| PROVIDED TEXT |
Abstract painting has been awakened at dawn, marched out to the firing-squad wall and granted a last-minute reprieve so many times that it’s impossible for it to live a normal life. In an art world that increasingly judges art by the political causes it supports, abstract painting has developed a shuffling gait and a thousand-yard stare. A terminal case of cultural irrelevance has clearly settled in. But every once in a while a kindly curator comes along, slaps its cheeks and counsels hope.
This time (at New York’s Andre Emmerich Gallery, through Jan. 25) the benefactor is art historian Barbara Rose and a show entitled “Abstract Painting: The ’90s.” It’s a sequel to Rose’s “American Painting: The Eighties,” audaciously mounted in 1979 at New York University’s Grey Art Gallery and sent on a tour of European and American venues. Almost all the 25 artists in “The ’90s” are alumni of the larger (41 artists) “Eighties” show. Critic Hilton Kramer said at the time that much of the painting in the first show looked like abstract expressionism with a college education. The work in this one has felt the effects of the recession and come home to live with Mom.
Or maybe with Auntie Mame. Rose, 54, was once married to art superstar Frank Stella, and their divorce was followed by a noisy child-support dispute. In 1981, she was appointed curator at the Houston Museum of Fine Arts but refused to let go of her position as art critic for Vogue magazine. In 1984 she gave a fateful interview to Artspace, a Southwest magazine, in which she railed against Houston’s cultural shortcomings. That July, she mailed in her resignation. Rose then founded the recently deceased Journal of Art, a kind of USA Today for esthetes, with news bulletins from everywhere and loopy editorials. One suggested that Desert Storm vets who went to art school on a new GI Bill could reform the bratty art world (“Members of the volunteer army have already demonstrated they possess the discipline and taste for risk taking that is the basis for genuine creativity”).
Beneath the eccentricity, Rose is something of a moralist. In the catalog essay for “The ’90s,” she announces that “aesthetics and ethics are one” and that the alleged return of abstract painting “to the forefront of the current art scene is … a response to the confusion, degradation and moral turpitude of our time.” Justification by righteousness instead of retina seems an odd tack for Rose to take. A month prior to her arrival in Houston, the museum just happened to purchase $80,000 worth of art from the collection of her husband at the time, rock lyricist Jerry Leiber (he wrote Elvis’s “Hound Dog”). Rose denied any knowledge of the sale. “The Eighties” turned out to be a package (including a painting previously in Rose’s collection) wholly owned by something called the Foundation Fine Art of the Century in Geneva. (Rose said it made shipping and insurance simpler.) With “The ’90s,” at least, the commercial aspect is up front: every painting is for sale at Emmerich.

| GIVEN PROBLEM A |
According to the review of the abstract painting show, at which venue was "American Painting: The Eighties" mounted in 1979?
| GIVEN PROBLEM B |
Print the passage of the review from "Abstract painting has been" to "and counsels hope.", copied without any change.

| EXTRACTED INFORMATION |
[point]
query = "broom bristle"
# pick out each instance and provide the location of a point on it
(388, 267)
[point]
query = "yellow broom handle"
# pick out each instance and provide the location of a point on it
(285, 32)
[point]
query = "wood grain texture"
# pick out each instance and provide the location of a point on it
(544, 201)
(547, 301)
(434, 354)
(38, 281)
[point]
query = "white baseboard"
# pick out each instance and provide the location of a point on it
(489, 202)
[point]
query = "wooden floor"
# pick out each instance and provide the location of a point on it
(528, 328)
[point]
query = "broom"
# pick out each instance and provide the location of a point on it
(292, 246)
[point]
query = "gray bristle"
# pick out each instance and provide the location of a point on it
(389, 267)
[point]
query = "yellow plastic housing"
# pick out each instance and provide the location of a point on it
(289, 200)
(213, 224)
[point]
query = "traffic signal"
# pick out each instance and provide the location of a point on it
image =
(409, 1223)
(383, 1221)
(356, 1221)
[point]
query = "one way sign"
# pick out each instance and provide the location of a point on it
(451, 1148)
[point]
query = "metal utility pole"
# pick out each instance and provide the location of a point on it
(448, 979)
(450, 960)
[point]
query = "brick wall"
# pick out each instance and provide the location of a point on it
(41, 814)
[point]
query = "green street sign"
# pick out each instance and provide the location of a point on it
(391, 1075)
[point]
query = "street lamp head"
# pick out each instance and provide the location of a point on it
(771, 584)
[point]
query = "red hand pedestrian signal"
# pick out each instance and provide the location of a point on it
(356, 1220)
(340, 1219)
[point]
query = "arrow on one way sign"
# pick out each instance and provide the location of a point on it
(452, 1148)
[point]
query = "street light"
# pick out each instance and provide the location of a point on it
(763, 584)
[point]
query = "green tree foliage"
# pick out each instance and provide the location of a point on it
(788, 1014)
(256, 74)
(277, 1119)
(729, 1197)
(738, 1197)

| CORRECT OUTPUT A |
New York University's Grey Art Gallery.

| CORRECT OUTPUT B |
Abstract painting has been awakened at dawn, marched out to the firing-squad wall and granted a last-minute reprieve so many times that it’s impossible for it to live a normal life. In an art world that increasingly judges art by the political causes it supports, abstract painting has developed a shuffling gait and a thousand-yard stare. A terminal case of cultural irrelevance has clearly settled in. But every once in a while a kindly curator comes along, slaps its cheeks and counsels hope.